=== SOURCE ===
::::
Hao Wu

Machine Learning Research
Engineer at Verses.AI

Welcome to my website! I am researcher in Machine Learning, with expertises in Deep Generative Modeling, Amortized Variational Inference, and Probabilistic Programming. Essentially I am interested in developing machine learning systems that can generalize to sparse data, provide data-efficient inference, and uncover structure from data. Check out my Research Statement for details.

I acquired my Ph.D degree in Computer Science at Northeastern University, where I was advised with Prof. Jan-Willem van de Meent. Before that I had my M.Sc in Computer Science at University of Virginia and my M.Sc in Applied Mathematics from University of Washington.

News

Aug 2023 : I successfully defended my PhD! I will be joining Verses.AI as a Machine Learning Research Engineer soon. Looking forward to the next journey!

May 2022 : I am excited to be joining Google Research for an internship and working on variational inference on deep switching dynamical systems!
::::
=== TASK LIST ===
• A. List the areas of expertise that the homepage names.
• B. Set down the part of the homepage that opens with the words containing "Aug 2023 : I" and closes with "switching dynamical systems!".
• C. Decide whether each statement agrees with the homepage: (i) Hao Wu earned an M.Sc in Applied Mathematics from University of Virginia. (ii) Hao Wu defended the PhD in Aug 2023. (iii) The internship that began in May 2022 was at Google Research.
::::
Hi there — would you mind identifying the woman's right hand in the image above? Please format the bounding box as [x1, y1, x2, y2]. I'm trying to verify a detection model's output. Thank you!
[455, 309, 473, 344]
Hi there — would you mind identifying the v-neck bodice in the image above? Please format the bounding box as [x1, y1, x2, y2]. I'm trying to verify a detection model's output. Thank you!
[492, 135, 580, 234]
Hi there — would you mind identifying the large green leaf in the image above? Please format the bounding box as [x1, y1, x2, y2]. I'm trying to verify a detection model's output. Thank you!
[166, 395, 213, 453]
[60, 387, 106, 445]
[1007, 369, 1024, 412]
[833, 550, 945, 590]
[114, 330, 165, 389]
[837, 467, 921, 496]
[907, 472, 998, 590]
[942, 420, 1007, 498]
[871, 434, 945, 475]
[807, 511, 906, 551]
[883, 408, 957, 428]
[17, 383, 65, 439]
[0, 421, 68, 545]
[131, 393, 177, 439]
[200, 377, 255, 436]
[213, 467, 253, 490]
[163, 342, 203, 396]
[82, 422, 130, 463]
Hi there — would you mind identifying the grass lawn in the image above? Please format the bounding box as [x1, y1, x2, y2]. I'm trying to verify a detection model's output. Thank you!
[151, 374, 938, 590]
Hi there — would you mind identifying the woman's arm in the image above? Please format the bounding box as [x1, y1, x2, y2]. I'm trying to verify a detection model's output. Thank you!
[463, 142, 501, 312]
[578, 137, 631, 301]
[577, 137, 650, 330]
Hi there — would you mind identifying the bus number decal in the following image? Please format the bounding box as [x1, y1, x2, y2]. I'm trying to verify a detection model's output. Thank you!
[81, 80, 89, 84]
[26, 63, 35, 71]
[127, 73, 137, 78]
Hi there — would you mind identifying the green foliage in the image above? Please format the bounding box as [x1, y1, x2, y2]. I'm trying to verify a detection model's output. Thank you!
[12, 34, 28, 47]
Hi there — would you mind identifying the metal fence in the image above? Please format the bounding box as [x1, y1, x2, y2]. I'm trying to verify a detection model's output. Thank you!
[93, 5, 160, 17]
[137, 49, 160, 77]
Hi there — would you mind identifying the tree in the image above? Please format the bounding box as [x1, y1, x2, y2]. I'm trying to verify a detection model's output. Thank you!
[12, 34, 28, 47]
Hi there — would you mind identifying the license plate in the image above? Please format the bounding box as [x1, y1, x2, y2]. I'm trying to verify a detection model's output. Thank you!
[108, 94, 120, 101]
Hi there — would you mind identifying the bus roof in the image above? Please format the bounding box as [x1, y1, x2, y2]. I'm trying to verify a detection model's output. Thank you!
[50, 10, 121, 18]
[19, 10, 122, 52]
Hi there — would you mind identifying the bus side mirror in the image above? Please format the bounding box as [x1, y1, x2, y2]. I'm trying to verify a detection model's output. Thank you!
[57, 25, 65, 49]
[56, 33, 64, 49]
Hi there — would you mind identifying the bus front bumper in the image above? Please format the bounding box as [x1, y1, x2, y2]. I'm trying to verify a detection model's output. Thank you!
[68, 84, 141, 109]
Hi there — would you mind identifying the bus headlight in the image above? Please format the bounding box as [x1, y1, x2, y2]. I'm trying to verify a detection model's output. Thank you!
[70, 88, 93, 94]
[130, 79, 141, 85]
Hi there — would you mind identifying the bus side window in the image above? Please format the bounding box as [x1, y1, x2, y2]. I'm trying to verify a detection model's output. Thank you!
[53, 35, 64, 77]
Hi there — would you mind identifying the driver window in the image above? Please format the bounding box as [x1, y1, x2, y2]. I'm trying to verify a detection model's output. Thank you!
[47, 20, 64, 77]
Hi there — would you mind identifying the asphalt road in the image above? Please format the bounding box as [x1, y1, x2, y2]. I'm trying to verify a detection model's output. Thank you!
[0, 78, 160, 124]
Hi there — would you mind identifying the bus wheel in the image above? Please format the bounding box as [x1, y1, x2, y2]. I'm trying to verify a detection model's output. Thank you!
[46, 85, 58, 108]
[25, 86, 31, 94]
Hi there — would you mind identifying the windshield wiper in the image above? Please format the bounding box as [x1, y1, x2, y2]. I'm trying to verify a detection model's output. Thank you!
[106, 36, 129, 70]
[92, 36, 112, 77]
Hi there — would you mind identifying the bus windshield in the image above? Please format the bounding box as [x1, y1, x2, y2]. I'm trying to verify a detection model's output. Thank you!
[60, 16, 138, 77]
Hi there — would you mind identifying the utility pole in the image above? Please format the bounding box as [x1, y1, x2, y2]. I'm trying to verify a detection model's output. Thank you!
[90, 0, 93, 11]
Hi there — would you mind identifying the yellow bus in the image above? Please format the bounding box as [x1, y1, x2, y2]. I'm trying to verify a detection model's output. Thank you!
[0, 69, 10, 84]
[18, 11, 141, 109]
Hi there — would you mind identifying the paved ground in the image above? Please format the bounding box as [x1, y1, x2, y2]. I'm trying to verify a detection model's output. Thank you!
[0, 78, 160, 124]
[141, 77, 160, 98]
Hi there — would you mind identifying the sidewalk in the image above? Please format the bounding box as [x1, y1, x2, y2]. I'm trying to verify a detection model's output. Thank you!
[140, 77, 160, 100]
::::
=== OUTPUTS BY TASK ===
• A. Deep Generative Modeling, Amortized Variational Inference, Probabilistic Programming

• B.
Aug 2023 : I successfully defended my PhD! I will be joining Verses.AI as a Machine Learning Research Engineer soon. Looking forward to the next journey!

May 2022 : I am excited to be joining Google Research for an internship and working on variational inference on deep switching dynamical systems!

• C.
(i) No: "my M.Sc in Applied Mathematics from University of Washington"
(ii) Yes: "Aug 2023 : I successfully defended my PhD!"
(iii) Yes: "May 2022 : I am excited to be joining Google Research for an internship"